[Object point labels]
.....
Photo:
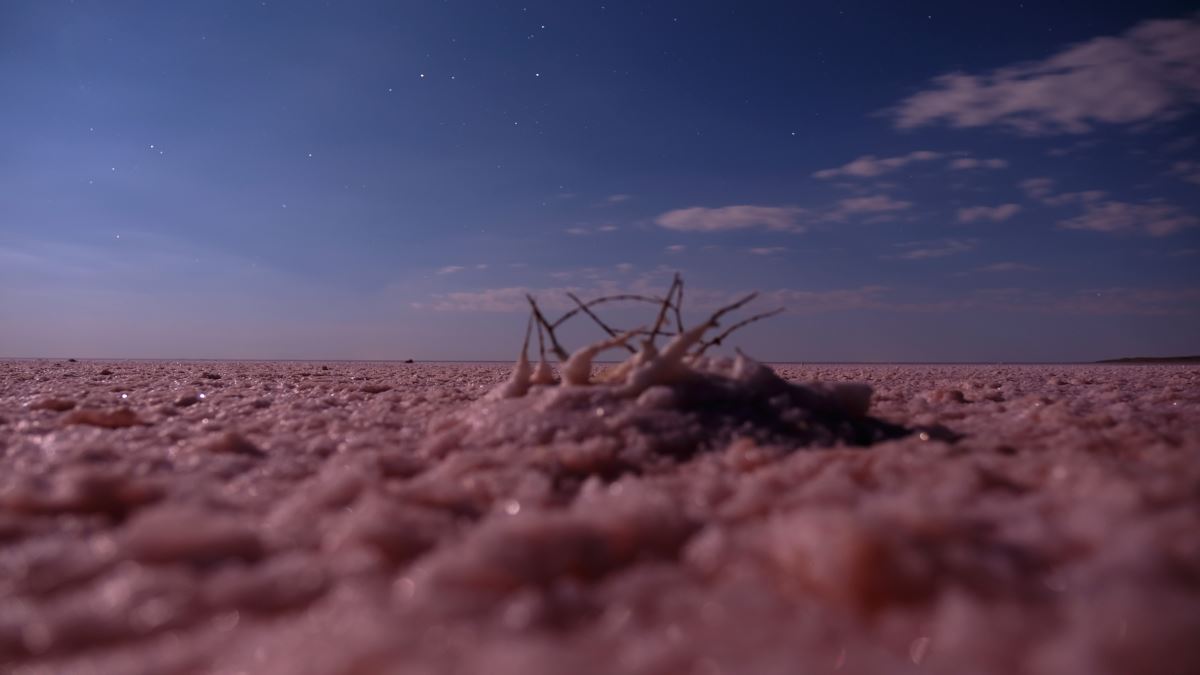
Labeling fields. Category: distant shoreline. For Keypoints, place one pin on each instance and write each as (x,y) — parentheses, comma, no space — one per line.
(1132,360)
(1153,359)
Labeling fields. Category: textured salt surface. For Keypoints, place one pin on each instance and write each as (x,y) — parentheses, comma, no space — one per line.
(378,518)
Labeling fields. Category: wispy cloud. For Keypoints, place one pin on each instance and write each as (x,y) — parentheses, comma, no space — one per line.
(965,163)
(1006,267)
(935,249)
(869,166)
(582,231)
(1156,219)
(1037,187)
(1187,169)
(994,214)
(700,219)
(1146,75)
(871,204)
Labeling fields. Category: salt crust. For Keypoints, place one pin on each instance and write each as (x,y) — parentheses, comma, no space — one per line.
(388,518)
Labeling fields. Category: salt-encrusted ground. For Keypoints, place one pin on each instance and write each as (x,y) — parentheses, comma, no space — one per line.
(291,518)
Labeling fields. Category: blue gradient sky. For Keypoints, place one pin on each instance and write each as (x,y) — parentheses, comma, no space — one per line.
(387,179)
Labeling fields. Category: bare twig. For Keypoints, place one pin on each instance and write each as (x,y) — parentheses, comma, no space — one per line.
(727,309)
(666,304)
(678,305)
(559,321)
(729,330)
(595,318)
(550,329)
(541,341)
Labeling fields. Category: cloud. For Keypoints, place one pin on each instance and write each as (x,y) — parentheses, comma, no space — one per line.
.....
== YOUR TASK ==
Update the stretch of data from the line containing "Labeling fields. Category: salt crust." through the end of the data by changing "pin" to "marker" everywhere in it, leaving everything else as it is.

== EXERCISE OUTPUT ==
Labeling fields. Category: salt crust. For Keypoints, place one marker on each instance and write each as (x,y) — parentheses, comma, no space — one per line.
(388,518)
Labeling fields. Category: salt-encrusted ground. For Keypoints, place one marker on each instance and write each as (x,y) — parentheses, comma, no space — one per line.
(291,518)
Labeling fields. Category: blue gradient sky. For Keypoints, place one marker on each instance and write each as (x,y) — parentheses, comma, no space — one per line.
(387,179)
Labeling fields. Category: bare twig. For Keypoints, place one marker on each instance and write each as (x,y) — parentheses, comma, no space — one per line.
(727,309)
(666,304)
(678,305)
(559,321)
(729,330)
(595,318)
(550,329)
(541,341)
Labeling fields. Category: cloud. For Keypoints, place one marker on each instance and write each as (x,y) — parentheses, comma, no space — one per line.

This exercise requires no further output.